• _Work to be completed_
Turn every line of the entries below into a JSON list of strings, one string per line, leaving out blank lines.

#### Available records

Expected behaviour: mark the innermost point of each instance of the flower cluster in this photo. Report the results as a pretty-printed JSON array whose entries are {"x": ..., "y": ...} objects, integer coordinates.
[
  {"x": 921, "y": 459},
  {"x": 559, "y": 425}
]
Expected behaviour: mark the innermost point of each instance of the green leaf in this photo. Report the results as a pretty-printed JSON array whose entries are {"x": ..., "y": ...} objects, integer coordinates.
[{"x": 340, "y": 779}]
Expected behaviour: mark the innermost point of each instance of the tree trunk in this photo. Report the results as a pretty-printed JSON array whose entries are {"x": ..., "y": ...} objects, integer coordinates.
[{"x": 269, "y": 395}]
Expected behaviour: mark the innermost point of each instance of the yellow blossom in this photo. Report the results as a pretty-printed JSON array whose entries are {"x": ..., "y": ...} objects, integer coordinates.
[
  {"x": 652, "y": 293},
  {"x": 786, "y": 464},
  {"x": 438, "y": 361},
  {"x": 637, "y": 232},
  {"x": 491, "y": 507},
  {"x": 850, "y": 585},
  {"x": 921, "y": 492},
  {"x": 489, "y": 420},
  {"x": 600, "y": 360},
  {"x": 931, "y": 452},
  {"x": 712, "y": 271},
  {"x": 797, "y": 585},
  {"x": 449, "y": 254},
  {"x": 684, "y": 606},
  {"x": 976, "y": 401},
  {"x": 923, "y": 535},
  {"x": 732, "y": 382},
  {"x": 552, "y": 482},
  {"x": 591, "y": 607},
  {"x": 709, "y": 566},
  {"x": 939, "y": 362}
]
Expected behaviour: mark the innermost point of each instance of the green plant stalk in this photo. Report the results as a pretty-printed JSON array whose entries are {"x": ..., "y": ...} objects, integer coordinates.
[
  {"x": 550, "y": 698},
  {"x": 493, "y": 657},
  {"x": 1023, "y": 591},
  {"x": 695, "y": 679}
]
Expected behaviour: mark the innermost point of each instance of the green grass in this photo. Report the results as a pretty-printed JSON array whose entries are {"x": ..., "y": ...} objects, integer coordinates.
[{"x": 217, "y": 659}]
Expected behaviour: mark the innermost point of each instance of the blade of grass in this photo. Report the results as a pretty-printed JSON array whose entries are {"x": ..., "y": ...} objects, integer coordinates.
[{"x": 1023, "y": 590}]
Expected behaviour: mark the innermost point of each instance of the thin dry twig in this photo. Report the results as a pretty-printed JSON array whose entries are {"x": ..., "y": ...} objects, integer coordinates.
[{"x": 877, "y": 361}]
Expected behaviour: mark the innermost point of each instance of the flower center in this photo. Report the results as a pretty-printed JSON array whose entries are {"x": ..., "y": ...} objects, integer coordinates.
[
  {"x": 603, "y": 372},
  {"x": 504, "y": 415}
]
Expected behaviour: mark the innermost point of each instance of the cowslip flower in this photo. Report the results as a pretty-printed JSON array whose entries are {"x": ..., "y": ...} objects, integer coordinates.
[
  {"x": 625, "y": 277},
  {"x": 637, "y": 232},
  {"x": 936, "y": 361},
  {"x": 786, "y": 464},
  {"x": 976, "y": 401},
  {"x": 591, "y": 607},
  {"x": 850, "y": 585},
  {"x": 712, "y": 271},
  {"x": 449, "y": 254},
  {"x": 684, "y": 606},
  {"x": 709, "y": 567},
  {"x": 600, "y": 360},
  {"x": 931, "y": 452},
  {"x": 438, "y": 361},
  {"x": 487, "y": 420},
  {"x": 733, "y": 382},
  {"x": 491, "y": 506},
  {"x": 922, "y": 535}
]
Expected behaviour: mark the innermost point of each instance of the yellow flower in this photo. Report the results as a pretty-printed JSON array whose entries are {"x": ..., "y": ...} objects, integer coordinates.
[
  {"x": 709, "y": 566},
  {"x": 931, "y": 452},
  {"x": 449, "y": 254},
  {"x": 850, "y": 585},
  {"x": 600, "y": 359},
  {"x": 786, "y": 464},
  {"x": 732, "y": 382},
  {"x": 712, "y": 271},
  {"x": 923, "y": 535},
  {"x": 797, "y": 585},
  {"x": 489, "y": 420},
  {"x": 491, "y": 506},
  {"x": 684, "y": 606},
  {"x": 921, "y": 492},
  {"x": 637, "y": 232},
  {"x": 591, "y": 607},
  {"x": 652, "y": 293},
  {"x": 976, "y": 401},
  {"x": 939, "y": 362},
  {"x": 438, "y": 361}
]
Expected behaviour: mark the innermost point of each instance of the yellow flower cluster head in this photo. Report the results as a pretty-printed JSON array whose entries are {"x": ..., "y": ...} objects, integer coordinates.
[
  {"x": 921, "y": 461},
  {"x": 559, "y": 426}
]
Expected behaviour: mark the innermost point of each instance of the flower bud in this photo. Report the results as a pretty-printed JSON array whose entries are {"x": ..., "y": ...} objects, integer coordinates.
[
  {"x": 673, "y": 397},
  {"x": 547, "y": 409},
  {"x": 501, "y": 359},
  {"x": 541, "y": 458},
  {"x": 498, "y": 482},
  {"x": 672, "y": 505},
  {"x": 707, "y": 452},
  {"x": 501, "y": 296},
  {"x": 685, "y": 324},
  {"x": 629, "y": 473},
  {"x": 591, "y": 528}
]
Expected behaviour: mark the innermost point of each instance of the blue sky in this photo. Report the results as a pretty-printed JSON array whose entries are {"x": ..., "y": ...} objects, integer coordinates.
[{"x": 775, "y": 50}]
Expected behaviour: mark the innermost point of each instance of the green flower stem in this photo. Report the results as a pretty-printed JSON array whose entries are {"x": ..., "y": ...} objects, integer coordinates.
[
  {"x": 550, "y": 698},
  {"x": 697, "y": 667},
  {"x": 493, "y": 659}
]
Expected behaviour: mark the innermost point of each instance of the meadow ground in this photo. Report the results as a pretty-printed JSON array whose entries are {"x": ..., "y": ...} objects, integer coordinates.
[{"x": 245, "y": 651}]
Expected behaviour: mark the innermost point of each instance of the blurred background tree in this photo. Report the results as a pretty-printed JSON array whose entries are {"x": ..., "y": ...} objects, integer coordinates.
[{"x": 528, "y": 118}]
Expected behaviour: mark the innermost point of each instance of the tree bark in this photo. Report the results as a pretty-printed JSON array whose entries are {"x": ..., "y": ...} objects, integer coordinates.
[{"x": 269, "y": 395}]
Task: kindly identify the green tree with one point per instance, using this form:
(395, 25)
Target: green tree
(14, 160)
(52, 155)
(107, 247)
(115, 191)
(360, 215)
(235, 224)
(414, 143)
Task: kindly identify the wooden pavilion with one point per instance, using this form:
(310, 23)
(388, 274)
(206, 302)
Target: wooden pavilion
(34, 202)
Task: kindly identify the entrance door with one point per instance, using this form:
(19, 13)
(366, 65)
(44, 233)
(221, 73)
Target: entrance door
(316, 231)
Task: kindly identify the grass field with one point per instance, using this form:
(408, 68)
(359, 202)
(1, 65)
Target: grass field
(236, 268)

########

• _Answer to the task_
[
  "Expected behaviour: mark the innermost point of each instance of the flower cluster in this photo. Report the results as a pretty-printed JSON array whose entries are {\"x\": ..., \"y\": ...} objects, integer coordinates.",
  "[",
  "  {\"x\": 921, \"y\": 459},",
  "  {\"x\": 559, \"y\": 425}",
  "]",
  "Expected behaviour: mark the innermost point of each instance of the green leaf in this photo. Report the results as a pretty-printed JSON array whose entries are {\"x\": ..., \"y\": ...} objects, integer coordinates.",
  "[{\"x\": 340, \"y\": 779}]",
  "Expected behaviour: mark the innermost point of each instance of the tree trunk in this photo. Report the results as a pretty-printed JSON array whose entries are {\"x\": ..., \"y\": ...} objects, integer coordinates.",
  "[{\"x\": 269, \"y\": 395}]",
  "Expected behaviour: mark the innermost point of each instance of the yellow blossom in this photo. Report the results as a pretty-printed JSON array whose entries are {\"x\": ..., \"y\": ...} objects, integer coordinates.",
  "[",
  "  {\"x\": 652, \"y\": 293},",
  "  {\"x\": 786, \"y\": 464},",
  "  {\"x\": 438, \"y\": 361},",
  "  {\"x\": 637, \"y\": 232},",
  "  {\"x\": 491, \"y\": 507},",
  "  {\"x\": 850, \"y\": 585},",
  "  {\"x\": 921, \"y\": 492},",
  "  {\"x\": 489, \"y\": 420},",
  "  {\"x\": 600, \"y\": 360},",
  "  {\"x\": 931, \"y\": 452},",
  "  {\"x\": 712, \"y\": 271},",
  "  {\"x\": 797, \"y\": 585},",
  "  {\"x\": 449, \"y\": 254},",
  "  {\"x\": 684, \"y\": 606},",
  "  {\"x\": 976, \"y\": 401},",
  "  {\"x\": 923, \"y\": 535},",
  "  {\"x\": 732, \"y\": 382},",
  "  {\"x\": 552, \"y\": 482},",
  "  {\"x\": 591, \"y\": 607},",
  "  {\"x\": 709, \"y\": 566},",
  "  {\"x\": 939, \"y\": 362}",
  "]",
  "Expected behaviour: mark the innermost point of each instance of the green plant stalk in this photo. Report the results as a pretty-printed JSON array whose entries are {\"x\": ..., \"y\": ...} objects, integer coordinates.",
  "[",
  "  {\"x\": 550, \"y\": 698},",
  "  {\"x\": 493, \"y\": 657},",
  "  {\"x\": 1023, \"y\": 591},",
  "  {\"x\": 695, \"y\": 679}",
  "]",
  "Expected behaviour: mark the innermost point of each instance of the green grass in this photo. Report the results as a pretty-printed JSON array whose entries are {\"x\": ..., \"y\": ...} objects, integer coordinates.",
  "[{\"x\": 217, \"y\": 659}]",
  "Expected behaviour: mark the innermost point of each instance of the blade of grass in this photo. Report the results as a pretty-printed JSON array whose entries are {\"x\": ..., \"y\": ...} objects, integer coordinates.",
  "[{\"x\": 1023, \"y\": 590}]",
  "Expected behaviour: mark the innermost point of each instance of the thin dry twig in this photo. Report the results as a pretty-printed JSON array whose entries are {\"x\": ..., \"y\": ...} objects, integer coordinates.",
  "[{\"x\": 877, \"y\": 361}]",
  "Expected behaviour: mark the innermost point of each instance of the flower center in this photo. Report the results as a pretty-printed JSON array whose entries are {\"x\": ..., \"y\": ...} objects, integer coordinates.",
  "[",
  "  {\"x\": 603, \"y\": 372},",
  "  {\"x\": 504, \"y\": 415}",
  "]",
  "Expected behaviour: mark the innermost point of each instance of the cowslip flower in this photo. Report the results as a pretty-printed JSON array whose entries are {\"x\": ..., \"y\": ...} objects, integer coordinates.",
  "[",
  "  {\"x\": 625, \"y\": 277},",
  "  {\"x\": 637, \"y\": 232},",
  "  {\"x\": 936, \"y\": 361},",
  "  {\"x\": 786, \"y\": 464},",
  "  {\"x\": 976, \"y\": 401},",
  "  {\"x\": 591, \"y\": 607},",
  "  {\"x\": 850, \"y\": 585},",
  "  {\"x\": 712, \"y\": 271},",
  "  {\"x\": 449, \"y\": 254},",
  "  {\"x\": 684, \"y\": 606},",
  "  {\"x\": 709, \"y\": 567},",
  "  {\"x\": 600, \"y\": 360},",
  "  {\"x\": 931, \"y\": 452},",
  "  {\"x\": 438, \"y\": 361},",
  "  {\"x\": 487, \"y\": 420},",
  "  {\"x\": 733, \"y\": 382},",
  "  {\"x\": 491, \"y\": 506},",
  "  {\"x\": 922, \"y\": 535}",
  "]",
  "Expected behaviour: mark the innermost point of each instance of the yellow flower in this photo. Report the results as a pretty-printed JSON array whose entries are {\"x\": ..., \"y\": ...} objects, integer coordinates.",
  "[",
  "  {\"x\": 709, \"y\": 566},",
  "  {\"x\": 931, \"y\": 452},",
  "  {\"x\": 449, \"y\": 254},",
  "  {\"x\": 850, \"y\": 585},",
  "  {\"x\": 600, \"y\": 359},",
  "  {\"x\": 786, \"y\": 464},",
  "  {\"x\": 732, \"y\": 382},",
  "  {\"x\": 712, \"y\": 271},",
  "  {\"x\": 923, \"y\": 535},",
  "  {\"x\": 797, \"y\": 585},",
  "  {\"x\": 489, \"y\": 420},",
  "  {\"x\": 491, \"y\": 506},",
  "  {\"x\": 684, \"y\": 606},",
  "  {\"x\": 921, \"y\": 492},",
  "  {\"x\": 637, \"y\": 232},",
  "  {\"x\": 591, \"y\": 607},",
  "  {\"x\": 652, \"y\": 293},",
  "  {\"x\": 976, \"y\": 401},",
  "  {\"x\": 939, \"y\": 362},",
  "  {\"x\": 438, \"y\": 361}",
  "]",
  "Expected behaviour: mark the innermost point of each instance of the yellow flower cluster head in this photo. Report the results as a pretty-printed JSON array whose entries are {\"x\": ..., \"y\": ...} objects, integer coordinates.",
  "[",
  "  {\"x\": 921, \"y\": 461},",
  "  {\"x\": 559, \"y\": 426}",
  "]",
  "Expected behaviour: mark the innermost point of each instance of the flower bud in this photo. Report the results as a pretty-printed JSON array whose entries are {\"x\": ..., \"y\": ...} objects, integer coordinates.",
  "[",
  "  {\"x\": 673, \"y\": 397},",
  "  {\"x\": 547, \"y\": 409},",
  "  {\"x\": 501, \"y\": 359},",
  "  {\"x\": 541, \"y\": 458},",
  "  {\"x\": 498, \"y\": 482},",
  "  {\"x\": 672, \"y\": 505},",
  "  {\"x\": 707, \"y\": 452},",
  "  {\"x\": 501, \"y\": 296},",
  "  {\"x\": 685, \"y\": 324},",
  "  {\"x\": 629, \"y\": 473},",
  "  {\"x\": 591, \"y\": 528}",
  "]",
  "Expected behaviour: mark the innermost point of each instance of the blue sky in this photo. Report the results as a pretty-printed JSON array whose entries are {\"x\": ..., \"y\": ...} objects, integer coordinates.",
  "[{\"x\": 775, \"y\": 50}]",
  "Expected behaviour: mark the innermost point of each instance of the green flower stem in this photo. Report the results as a pretty-printed JSON array whose entries are {\"x\": ..., \"y\": ...} objects, integer coordinates.",
  "[",
  "  {\"x\": 550, \"y\": 698},",
  "  {\"x\": 697, \"y\": 667},",
  "  {\"x\": 493, \"y\": 659}",
  "]",
  "Expected behaviour: mark the innermost point of each instance of the meadow ground in this photo. Report the results as a pretty-printed JSON array whose entries are {\"x\": ..., \"y\": ...} objects, integer coordinates.",
  "[{\"x\": 245, \"y\": 651}]",
  "Expected behaviour: mark the innermost point of each instance of the blurred background tree in this photo. Report the results as a pretty-printed JSON array whose entries are {\"x\": ..., \"y\": ...} objects, integer coordinates.",
  "[{\"x\": 528, \"y\": 118}]",
  "Expected behaviour: mark the innermost point of each instance of the tree bark in this photo. Report the results as a pretty-printed JSON array whose entries are {\"x\": ..., \"y\": ...} objects, integer coordinates.",
  "[{\"x\": 269, \"y\": 395}]",
  "Task: kindly identify the green tree with one point per instance, using this form:",
  "(395, 25)",
  "Target: green tree",
  "(14, 160)",
  "(52, 155)",
  "(107, 247)",
  "(115, 191)",
  "(360, 215)",
  "(235, 224)",
  "(414, 143)",
  "Task: kindly identify the wooden pavilion with one point per instance, using this form:",
  "(310, 23)",
  "(388, 274)",
  "(206, 302)",
  "Target: wooden pavilion",
  "(34, 202)",
  "Task: kindly identify the entrance door with one point per instance, using this form:",
  "(19, 13)",
  "(366, 65)",
  "(44, 233)",
  "(221, 73)",
  "Target: entrance door",
  "(316, 231)",
  "Task: kindly identify the grass field with one point per instance, using this form:",
  "(408, 68)",
  "(359, 202)",
  "(1, 65)",
  "Target: grass field",
  "(236, 268)"
]